Aim of the task: Write what comes next in the interview about media and communication studies, starting right after its last sentence.

Peter Dahlgren: The theme of the establishment of departments in media and communication is an interesting district. In the USA you had on the turn of the century the emergence of schools of journalism. I think in the 1960s you could start to see the first departments of media studies. In Britain in 1970s , 1980s, in Sweden 1990s. The establishment of these departments was partly determined by the exit from mother disciplines of a number of scholars from sociology and political science who constituted a new department. The problem was that as media scholars started to get their degrees in media studies, the contact with mother disciplines sometimes became very loose and my feeling is that media departments still have to manage a sense of how society works, how politics works etc. And now in the Internet era you have media studies carried out in all the social sciences and humanities disciplines. But I would say that we in media studies have a clear edge because we have grounding in the analysis of institutions, organizations, messages, audiences, users in the whole communication process. I think we do make a better job, although concern over the Internet has spread all around the academia, and in the technical sciences as well. I’m going back to what I’ve said earlier, that media and communication is a central link to other social institutions and social dynamics. I will use an awkward word, mediatization, which points to how other social institutions and practices adapt themselves to the logics, demands and imperatives of the media. The world of politics adjusts itself, the world of sports, etc. The media are no longer peripheral, they are central to a modern society and I think that asks us to actively deal with this.
(2) You both shifted between disciplines, but also geographically, from Bulgaria to Canada (in Maria Bakardjieva’s case) and from USA to Sweden (in Peter Dahlgren’s case). How did these shifts influence your current work?
Maria Bakardjieva: For me the decisive moment was when I moved from Bulgaria to Canada. Firstly, because I could not believe that I could walk across these stacks of books and take out any book that was there. Then I realized that I was in the home of McLuhan, Innis and the Toronto School of communication studies, which wasn’t so clearly institutionalized at that time, but that tradition is the pioneer in showing how important media are for the rest of the social institutions and practices. I realized that I was in exactly the right place and that Canada had more of a critical interpretative tradition closer to the British cultural studies rather than the American positivist tradition. I don’t know if I’ve been predisposed by my beliefs already, but I liked that – I could have ended up in a place that valued the positivist tradition where I would do surveys and measure how many women do that, how many men do that and then make something out of it. I was fortunate to end up in a place with a strong history of media studies, but also with a more qualitative critical tradition. This intellectual environment that I moved into played a tremendous formative role for me. I do retain a lot of respect for sociological aspects of media studies and I found many sociological theories extremely valuable. After all, Habermas´ work is not considered media studies, it’s social theory. The same applies to many other approaches. I consider the curiosity for broader social thought valuable and I’m grateful for my tiny sociological education which peaked my interest in these ideas. In terms of disciplinary movement, I think communication is quite lucky to be a recipient of many different inputs from broader social theory and cultural studies. It is helpful to work across disciplinary boundaries without worrying much about belonging to a certain discipline.

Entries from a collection
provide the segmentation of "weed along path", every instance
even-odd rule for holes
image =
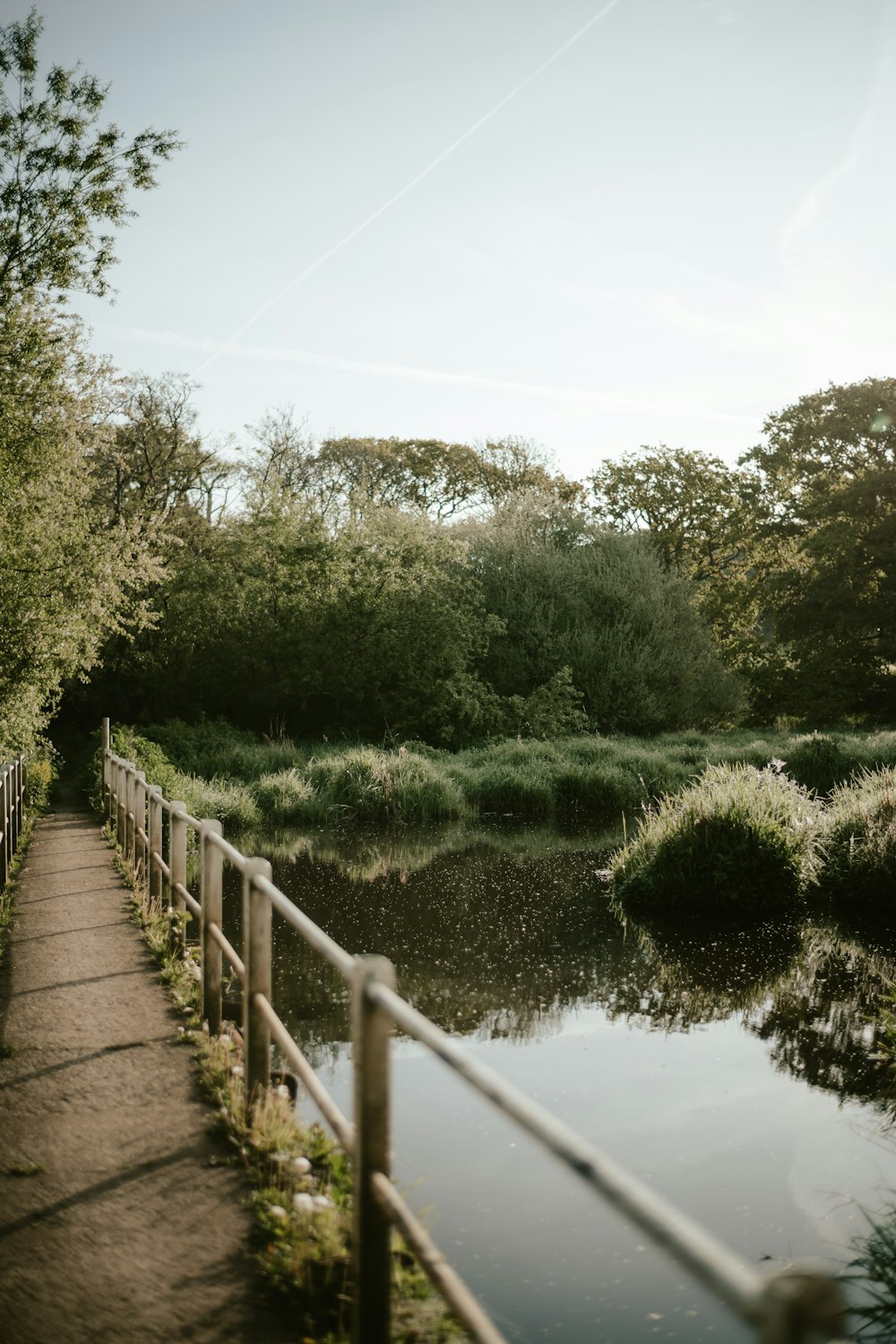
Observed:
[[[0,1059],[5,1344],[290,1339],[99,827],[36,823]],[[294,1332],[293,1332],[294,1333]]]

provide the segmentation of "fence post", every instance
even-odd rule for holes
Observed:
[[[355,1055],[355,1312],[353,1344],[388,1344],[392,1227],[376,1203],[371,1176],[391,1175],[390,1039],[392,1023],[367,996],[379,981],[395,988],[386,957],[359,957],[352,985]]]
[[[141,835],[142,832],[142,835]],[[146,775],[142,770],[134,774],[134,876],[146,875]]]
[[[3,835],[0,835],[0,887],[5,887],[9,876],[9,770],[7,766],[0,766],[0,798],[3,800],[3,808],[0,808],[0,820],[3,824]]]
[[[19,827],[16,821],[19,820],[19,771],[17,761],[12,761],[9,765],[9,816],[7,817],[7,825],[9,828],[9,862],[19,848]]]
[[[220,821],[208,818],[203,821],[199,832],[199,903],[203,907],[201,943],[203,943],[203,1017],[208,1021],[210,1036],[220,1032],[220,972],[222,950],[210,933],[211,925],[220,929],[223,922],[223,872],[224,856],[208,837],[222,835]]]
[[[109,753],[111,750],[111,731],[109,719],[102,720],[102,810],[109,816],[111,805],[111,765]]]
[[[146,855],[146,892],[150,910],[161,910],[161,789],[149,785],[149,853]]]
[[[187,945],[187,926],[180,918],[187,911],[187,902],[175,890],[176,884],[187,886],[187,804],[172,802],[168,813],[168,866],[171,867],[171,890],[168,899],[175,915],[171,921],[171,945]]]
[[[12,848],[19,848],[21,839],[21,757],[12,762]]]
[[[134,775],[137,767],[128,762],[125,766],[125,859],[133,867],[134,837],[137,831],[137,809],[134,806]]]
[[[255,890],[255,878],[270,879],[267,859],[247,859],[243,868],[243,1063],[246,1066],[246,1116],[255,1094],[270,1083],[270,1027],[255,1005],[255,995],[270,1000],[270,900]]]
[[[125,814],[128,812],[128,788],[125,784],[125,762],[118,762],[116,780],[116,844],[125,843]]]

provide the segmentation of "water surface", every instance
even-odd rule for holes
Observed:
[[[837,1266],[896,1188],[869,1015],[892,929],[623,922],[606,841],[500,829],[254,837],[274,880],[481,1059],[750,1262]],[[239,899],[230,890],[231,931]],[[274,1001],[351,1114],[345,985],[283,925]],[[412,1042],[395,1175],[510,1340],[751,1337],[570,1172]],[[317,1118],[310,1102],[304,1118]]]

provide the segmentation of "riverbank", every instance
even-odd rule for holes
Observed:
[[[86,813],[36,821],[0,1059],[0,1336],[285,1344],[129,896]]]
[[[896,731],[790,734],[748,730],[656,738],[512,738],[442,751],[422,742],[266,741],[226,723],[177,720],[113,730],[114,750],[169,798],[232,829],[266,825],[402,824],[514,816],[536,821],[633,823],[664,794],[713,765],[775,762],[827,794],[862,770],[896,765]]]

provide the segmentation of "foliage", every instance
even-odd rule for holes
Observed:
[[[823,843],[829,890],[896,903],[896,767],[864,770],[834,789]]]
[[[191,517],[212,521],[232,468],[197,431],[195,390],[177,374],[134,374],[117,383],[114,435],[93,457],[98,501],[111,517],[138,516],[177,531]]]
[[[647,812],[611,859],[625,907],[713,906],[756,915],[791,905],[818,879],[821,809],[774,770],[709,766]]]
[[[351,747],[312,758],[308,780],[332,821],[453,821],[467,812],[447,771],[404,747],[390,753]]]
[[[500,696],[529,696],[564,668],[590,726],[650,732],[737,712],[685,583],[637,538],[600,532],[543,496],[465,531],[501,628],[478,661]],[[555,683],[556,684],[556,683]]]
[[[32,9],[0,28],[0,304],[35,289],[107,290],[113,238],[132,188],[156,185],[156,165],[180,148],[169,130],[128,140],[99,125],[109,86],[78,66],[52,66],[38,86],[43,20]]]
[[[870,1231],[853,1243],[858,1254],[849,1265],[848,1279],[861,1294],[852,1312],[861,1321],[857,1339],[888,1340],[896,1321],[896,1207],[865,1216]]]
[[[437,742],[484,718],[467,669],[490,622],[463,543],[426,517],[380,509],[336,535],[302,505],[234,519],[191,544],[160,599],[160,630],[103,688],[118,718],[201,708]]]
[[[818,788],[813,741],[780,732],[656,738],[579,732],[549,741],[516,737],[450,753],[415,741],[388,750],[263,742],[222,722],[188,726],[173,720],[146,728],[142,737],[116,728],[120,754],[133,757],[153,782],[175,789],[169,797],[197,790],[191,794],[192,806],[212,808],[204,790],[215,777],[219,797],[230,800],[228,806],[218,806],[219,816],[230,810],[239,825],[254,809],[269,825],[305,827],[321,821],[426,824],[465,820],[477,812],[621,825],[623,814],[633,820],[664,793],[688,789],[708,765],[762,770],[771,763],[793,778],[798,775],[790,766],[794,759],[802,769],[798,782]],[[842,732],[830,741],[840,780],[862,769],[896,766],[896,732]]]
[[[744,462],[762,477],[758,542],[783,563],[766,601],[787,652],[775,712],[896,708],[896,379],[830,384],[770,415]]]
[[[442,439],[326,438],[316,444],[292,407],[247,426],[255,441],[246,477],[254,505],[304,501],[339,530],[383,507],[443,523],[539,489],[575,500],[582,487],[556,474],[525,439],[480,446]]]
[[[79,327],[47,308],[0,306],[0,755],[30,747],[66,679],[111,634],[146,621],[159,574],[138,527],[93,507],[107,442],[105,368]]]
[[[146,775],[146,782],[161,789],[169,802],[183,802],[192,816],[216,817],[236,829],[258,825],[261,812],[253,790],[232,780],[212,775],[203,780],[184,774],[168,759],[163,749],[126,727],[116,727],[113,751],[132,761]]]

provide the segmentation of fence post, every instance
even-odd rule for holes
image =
...
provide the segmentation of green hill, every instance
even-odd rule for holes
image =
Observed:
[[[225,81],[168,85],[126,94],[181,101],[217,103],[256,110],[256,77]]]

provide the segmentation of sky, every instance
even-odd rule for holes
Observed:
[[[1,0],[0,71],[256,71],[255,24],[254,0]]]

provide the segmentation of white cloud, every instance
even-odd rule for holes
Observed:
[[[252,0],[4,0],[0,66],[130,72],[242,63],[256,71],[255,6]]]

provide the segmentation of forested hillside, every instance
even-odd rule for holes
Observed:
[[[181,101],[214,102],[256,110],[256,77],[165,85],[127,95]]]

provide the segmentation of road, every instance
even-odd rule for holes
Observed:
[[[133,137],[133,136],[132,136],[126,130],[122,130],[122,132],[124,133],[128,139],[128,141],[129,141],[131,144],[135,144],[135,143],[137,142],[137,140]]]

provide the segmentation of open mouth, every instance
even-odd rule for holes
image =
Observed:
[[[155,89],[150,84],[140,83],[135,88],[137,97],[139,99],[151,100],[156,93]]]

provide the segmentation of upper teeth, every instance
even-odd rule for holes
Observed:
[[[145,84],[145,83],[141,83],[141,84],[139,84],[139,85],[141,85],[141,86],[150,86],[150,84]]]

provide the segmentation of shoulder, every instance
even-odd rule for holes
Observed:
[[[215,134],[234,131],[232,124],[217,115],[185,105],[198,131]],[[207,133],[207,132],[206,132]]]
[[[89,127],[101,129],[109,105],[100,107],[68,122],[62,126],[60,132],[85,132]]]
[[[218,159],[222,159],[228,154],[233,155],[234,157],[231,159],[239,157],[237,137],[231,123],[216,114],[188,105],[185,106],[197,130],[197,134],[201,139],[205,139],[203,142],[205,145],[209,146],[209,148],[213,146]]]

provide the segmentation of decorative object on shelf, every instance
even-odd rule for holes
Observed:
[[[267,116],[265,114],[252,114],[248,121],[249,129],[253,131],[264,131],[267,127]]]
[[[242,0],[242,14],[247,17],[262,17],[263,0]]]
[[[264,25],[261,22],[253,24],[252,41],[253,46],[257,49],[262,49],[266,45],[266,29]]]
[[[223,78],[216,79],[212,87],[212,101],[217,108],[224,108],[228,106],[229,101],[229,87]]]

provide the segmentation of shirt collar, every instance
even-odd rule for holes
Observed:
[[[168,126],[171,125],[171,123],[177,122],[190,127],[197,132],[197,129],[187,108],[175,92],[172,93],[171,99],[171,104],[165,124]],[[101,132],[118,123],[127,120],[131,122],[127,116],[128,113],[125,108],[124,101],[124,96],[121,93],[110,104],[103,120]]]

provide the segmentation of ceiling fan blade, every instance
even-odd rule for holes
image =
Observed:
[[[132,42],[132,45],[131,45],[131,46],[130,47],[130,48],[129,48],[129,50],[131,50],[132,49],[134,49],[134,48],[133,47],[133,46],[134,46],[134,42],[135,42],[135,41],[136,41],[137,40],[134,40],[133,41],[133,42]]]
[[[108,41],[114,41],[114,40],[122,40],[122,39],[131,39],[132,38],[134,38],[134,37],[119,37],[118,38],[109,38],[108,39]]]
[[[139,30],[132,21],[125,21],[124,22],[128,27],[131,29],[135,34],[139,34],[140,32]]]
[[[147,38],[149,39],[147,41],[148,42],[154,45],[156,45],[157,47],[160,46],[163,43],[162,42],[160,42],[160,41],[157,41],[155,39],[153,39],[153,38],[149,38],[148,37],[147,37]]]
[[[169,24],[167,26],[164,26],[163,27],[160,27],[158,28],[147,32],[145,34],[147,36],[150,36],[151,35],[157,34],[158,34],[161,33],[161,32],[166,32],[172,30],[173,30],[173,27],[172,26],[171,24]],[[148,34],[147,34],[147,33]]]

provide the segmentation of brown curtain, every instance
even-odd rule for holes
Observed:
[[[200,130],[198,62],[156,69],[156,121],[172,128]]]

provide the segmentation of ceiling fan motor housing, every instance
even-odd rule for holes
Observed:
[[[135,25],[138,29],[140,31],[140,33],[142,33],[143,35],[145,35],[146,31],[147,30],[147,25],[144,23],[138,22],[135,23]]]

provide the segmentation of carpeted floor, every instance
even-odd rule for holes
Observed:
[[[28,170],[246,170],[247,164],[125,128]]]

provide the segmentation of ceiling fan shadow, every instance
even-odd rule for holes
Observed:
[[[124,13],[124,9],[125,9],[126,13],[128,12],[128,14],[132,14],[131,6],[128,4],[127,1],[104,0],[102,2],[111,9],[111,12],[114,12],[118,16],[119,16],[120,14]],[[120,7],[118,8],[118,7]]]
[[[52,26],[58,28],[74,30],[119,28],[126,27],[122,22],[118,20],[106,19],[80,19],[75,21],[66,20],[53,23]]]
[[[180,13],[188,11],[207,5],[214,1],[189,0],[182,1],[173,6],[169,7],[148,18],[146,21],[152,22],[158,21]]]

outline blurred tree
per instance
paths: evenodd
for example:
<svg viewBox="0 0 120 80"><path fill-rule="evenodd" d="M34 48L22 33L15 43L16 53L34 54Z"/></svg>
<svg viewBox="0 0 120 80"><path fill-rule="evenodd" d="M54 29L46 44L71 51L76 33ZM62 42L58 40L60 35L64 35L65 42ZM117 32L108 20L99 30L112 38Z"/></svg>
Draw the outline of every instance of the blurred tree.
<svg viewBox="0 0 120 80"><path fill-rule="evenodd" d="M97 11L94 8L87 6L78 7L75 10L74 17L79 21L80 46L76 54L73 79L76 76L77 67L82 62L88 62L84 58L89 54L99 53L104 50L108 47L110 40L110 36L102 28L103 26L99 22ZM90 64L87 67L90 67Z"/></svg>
---
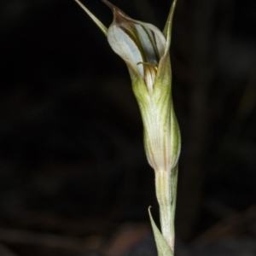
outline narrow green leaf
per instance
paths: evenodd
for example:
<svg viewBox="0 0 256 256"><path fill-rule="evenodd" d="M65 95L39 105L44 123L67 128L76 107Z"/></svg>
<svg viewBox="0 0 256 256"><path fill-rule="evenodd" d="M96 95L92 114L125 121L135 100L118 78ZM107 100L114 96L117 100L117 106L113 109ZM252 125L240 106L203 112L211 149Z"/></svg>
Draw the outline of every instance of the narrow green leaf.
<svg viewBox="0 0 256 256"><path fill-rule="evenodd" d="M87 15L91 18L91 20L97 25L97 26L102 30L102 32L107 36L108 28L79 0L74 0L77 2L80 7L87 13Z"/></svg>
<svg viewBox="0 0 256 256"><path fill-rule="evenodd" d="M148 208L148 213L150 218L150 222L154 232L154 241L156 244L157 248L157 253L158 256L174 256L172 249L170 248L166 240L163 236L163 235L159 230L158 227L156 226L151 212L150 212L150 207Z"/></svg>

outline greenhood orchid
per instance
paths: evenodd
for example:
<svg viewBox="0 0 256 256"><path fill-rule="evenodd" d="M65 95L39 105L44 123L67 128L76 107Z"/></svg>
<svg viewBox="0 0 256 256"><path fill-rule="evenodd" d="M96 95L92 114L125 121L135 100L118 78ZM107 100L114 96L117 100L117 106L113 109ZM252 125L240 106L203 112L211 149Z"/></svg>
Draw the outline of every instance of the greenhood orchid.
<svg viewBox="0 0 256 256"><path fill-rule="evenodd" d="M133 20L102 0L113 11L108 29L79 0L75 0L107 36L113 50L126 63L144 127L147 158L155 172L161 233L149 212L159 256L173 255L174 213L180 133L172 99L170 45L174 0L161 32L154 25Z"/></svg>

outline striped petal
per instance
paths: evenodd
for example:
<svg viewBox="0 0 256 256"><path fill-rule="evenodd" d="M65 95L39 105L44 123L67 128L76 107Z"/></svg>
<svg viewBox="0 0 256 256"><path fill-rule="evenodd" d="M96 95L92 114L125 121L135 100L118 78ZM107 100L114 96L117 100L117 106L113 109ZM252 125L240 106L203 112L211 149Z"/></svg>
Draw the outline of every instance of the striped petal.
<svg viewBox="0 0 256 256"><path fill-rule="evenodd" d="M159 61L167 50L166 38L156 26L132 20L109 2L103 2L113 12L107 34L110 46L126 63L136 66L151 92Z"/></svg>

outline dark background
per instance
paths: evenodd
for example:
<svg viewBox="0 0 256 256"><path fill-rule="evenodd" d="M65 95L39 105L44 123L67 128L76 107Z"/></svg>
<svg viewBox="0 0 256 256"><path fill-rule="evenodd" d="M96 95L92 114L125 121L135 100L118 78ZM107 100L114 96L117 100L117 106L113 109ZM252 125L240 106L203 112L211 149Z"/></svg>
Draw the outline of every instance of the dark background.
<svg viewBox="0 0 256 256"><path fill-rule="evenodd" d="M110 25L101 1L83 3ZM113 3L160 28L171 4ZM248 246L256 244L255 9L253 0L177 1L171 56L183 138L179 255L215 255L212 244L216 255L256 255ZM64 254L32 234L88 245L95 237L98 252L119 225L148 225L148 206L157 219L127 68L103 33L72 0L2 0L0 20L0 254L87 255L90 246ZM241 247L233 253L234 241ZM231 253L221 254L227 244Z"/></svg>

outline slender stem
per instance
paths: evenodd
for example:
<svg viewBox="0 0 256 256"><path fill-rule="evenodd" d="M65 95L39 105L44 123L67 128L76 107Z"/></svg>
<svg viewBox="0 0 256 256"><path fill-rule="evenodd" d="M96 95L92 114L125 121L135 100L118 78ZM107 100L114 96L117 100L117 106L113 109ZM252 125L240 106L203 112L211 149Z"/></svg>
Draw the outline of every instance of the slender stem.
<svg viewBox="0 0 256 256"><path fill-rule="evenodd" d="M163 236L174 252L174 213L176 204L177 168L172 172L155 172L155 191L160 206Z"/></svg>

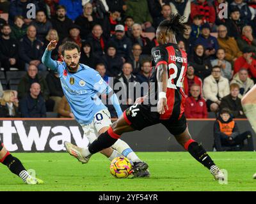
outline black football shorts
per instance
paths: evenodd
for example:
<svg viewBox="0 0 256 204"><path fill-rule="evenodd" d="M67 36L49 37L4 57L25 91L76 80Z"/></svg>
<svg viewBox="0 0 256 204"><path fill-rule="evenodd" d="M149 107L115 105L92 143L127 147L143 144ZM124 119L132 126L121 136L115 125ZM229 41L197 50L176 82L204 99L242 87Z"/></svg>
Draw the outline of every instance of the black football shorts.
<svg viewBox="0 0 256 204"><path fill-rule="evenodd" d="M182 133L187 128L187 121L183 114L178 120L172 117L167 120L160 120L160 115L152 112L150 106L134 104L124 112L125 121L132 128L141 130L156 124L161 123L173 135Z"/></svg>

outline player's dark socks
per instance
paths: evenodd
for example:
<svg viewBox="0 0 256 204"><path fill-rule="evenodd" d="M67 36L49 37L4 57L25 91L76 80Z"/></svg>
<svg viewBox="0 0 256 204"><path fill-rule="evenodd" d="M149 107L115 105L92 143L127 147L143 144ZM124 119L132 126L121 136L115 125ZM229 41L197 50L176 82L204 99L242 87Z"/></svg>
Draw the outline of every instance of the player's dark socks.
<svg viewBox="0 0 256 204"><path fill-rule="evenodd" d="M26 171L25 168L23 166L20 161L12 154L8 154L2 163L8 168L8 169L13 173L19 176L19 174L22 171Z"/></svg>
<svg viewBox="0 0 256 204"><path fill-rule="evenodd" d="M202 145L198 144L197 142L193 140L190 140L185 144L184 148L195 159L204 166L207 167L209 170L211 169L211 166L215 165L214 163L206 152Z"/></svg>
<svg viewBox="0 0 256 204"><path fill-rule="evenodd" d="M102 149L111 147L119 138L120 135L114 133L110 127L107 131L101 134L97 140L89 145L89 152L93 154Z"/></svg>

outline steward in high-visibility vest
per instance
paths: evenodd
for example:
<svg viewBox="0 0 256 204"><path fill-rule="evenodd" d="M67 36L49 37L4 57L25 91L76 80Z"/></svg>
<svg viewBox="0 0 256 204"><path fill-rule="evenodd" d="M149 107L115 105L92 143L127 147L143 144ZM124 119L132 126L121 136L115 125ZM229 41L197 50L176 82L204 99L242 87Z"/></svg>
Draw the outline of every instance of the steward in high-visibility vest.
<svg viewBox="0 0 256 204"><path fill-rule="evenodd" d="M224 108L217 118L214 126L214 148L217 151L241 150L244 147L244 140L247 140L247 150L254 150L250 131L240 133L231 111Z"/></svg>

Result for this exercise:
Peter Dahlgren: Sociology department at the City University of New York was very open and eclectic so there I could pursue topics on critical theory, cultural studies, hermeneutics, semiotics, etc. I was very happy to have a sociological background. The irony was that with moving back to Europe in 1980s, Sweden at the time was very oriented towards American quantitative social science models. I was perceived as a rather strange bird because they had an anticipation like this: „He’s coming from New York , he can probably do SPSS and all the good stuff.“ I don’t make a great distinction between quantitative and qualitative, i think good research is based on good research questions, but I didn’t have a good background in quantitative study. However, when Sweden became more pluralistic and cultural studies made entrance I no longer felt so marginalized. Additionally, European arena was opening up more and more and it got much better in various aspects: easier to get funding, to do networking, and so on. From Sweden I was connected to British critical media studies and after a while I tried to open up more to France which has a different and interesting intellectual tradition. I think the eclectic quality of media and communication studies is one of it’s assets even if occasionally it ends up with soul searching about the core subject and boundaries. I think it’s sufficient to make institutional boundaries and to institutionally bind the field with journals, networks of departments, etc. I think the academic world today is in a tough situation, but within this context media studies are doing quite well, there’s growth, intellectual engagement, a lot of enthusiasm.
Maria Bakardjieva: And I should say that with my move to Canada there was an important thing that happened. Back in Bulgaria I had already started my dissertation on a topic that was pretty much handed down to me from the top of the leadership of my Institute, the Institute of Sociology. My supervisor had intended for me to study media and communication technologies, but in Bulgaria at that time this phrase had almost no meaning. There were some initial experiments with videotex and teletext, those were the new telecommunication technologies that the industry was introducing. So because of their own reasons or because of information they had picked up from international conferences, these professors felt that they should give this topic to the student to struggle with it. And actually, the lack of literature that I experienced so acutely was worse because my topic was so new and weird. This is what helped to propel me out of the country. When I arrived in Canada to start my PhD program, although it was only intended to help me finish the Bulgarian PhD that I had started, I met with the Internet. My supervisor in Canada was studying computers in education and she knew a lot about the Internet, e-mail, servers, etc. Big words at the time. So when I started my program she put me in the hands of another graduate student, my close friend now, David Smith, and told him to take me to the computer lab and to set up an e-mail account for me. The rest is history. Because until that time I had no knowledge, no idea, no signal anywhere on my horizon that such a thing existed. Very few people did, it was not just my East European backwardness. Nobody, or very few people in Canada, apart from computer scientists and engineers or people working in universities were aware of these things.
Peter Dahlgren: So all of the sudden you were on the front lines…
Maria Bakardjieva: Indeed, I mean, the wild girl from Eastern Europe was thrown at the front line of communication technology. And I think that was the big chance of my life, and I’m forever grateful to that bunch of people who almost unknowingly and by chance threw me at that battlefront. There was so much to research that sometimes I put my hands up in the air and say „I can’t do this, it’s simply impossible to stay on top of all this and follow it!“.
(3) You both deal with media and democracy and you both developed your own concepts, mundane citizenship, civic cultures or subactivism. What is common to them is that they deal with the democratic practices on a grassroots level. What are the main changes that digital media brought in regard to these topics of your academic interest?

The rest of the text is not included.